Umm El
Banu Assadoullayev
– Banine
Gazelle aux
yeux
noirs[1]
Photo d’archives R. Aboutalibov
Pendant la période de l’établissement
du pouvoir soviétique, la plupart des intellectuels, les représentants
des classes riches ne réussissent pas à s’adapter à la dictature des
bolcheviks et furent obligés d’émigrer. Aujourd'hui, on
redécouvre les noms
des
émigrés ainsi que les documents d’archives qui permettent aux générations d’aujourd’hui et demain pour
mieux comprendre le passé et surtout la situation de l’Azerbaïdjan et du Caucase au début du siècle dernier.

__CONSIGNE 1__.
Répondez à ces questions sur l'extrait consacré à Banine :
(a) Quel autre nom est associé à Umm El Banu Assadoullayev en tête de l'extrait ?
(b) Pendant l'établissement du pouvoir soviétique, que furent obligés de faire la plupart des intellectuels ?
(c) La situation de quels territoires les documents d'archives aident-ils à mieux comprendre ?
__CONSIGNE 2__.
Poursuivez l'extrait consacré à Banine à partir de sa dernière phrase.

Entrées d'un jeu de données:
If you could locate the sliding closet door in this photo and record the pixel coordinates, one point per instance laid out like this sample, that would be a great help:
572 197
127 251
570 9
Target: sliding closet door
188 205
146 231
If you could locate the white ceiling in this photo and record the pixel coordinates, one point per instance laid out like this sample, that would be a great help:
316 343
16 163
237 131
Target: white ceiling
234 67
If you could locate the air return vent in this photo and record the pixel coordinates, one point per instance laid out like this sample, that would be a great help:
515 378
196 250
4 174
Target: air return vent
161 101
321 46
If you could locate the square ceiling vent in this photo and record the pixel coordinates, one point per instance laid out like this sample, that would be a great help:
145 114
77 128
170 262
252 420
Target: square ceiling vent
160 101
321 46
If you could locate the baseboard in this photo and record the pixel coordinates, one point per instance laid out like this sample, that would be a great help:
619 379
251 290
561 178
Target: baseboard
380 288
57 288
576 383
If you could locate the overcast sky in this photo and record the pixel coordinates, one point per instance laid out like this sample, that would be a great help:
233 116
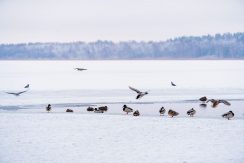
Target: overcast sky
116 20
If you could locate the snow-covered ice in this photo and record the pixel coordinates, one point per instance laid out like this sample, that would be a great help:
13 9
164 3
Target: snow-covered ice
29 134
67 137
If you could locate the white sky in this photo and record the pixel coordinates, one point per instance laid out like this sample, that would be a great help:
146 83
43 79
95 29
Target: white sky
116 20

__RÉPONSE RÉDIGÉE 1__.
(a) Banine.
(b) Ils furent obligés d'émigrer.
(c) Celle de l'Azerbaïdjan et du Caucase au début du siècle dernier.

__RÉPONSE RÉDIGÉE 2__.
Jusqu’à l’année 1987, le nom de Banine
reste aussi inconnu des lecteurs azerbaïdjanais, avant qu’apparaissent les premiers articles sur
elle
dans des journaux comme Gobustan, Gandjlik, Azerbaycan. Umm El Banu Assadoullayev, pseudonyme Banine, est née en 1905 à Bakou, dans une famille de riches industriels de pétrole. Ses deux grands-pères Agha Musa Naguiyev et Shamsi Assadullayev sont connus comme les industriels pétroliers les
plus riches de l'époque. Son père Mirza
Assadoullayev (1875-1938) est ministre du
Commerce et de l'Industrie de la RDA. Avant sa naissance, la mère de Banine est liée à la période de la révolution de 1905 et envoyée dans un village éloigné de la région de Bakou.
Pendant l’accouchement, seule la petite Banine qui est survit. Elle et ses trois sœurs sont
élevées par une gouvernante allemande et des éducateurs européens. À treize ans seulement, avec ses trois sœurs selon le testament de son grand-père, elle
devient millionnaire.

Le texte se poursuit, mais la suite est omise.